Region labeling records
▬▬▬▬▬▬▬▬▬▬

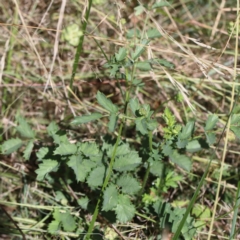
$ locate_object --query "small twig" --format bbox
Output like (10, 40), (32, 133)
(0, 205), (26, 240)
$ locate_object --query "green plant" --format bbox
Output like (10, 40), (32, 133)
(0, 1), (240, 239)
(2, 30), (230, 239)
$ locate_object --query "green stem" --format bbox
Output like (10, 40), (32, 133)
(86, 123), (123, 240)
(139, 131), (152, 196)
(70, 0), (92, 89)
(85, 41), (135, 240)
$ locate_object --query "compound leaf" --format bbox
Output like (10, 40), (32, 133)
(71, 113), (103, 125)
(135, 61), (152, 71)
(132, 39), (150, 60)
(54, 143), (77, 155)
(147, 28), (162, 38)
(179, 121), (195, 140)
(129, 98), (140, 116)
(102, 184), (118, 211)
(231, 114), (240, 125)
(97, 91), (118, 113)
(87, 166), (105, 188)
(135, 117), (148, 135)
(23, 140), (34, 160)
(47, 122), (59, 137)
(205, 132), (216, 146)
(115, 195), (135, 223)
(2, 138), (23, 155)
(108, 113), (118, 132)
(204, 114), (218, 131)
(61, 210), (77, 232)
(230, 126), (240, 139)
(113, 151), (142, 172)
(67, 154), (95, 182)
(115, 47), (127, 62)
(150, 161), (164, 177)
(186, 140), (202, 153)
(48, 220), (61, 234)
(35, 160), (58, 181)
(16, 117), (35, 138)
(169, 150), (192, 172)
(117, 174), (140, 195)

▬▬▬▬▬▬▬▬▬▬

Count the lines in the listing above that contain the string "format", matching case exactly. Reply with the number alone.

### [Result of the task]
4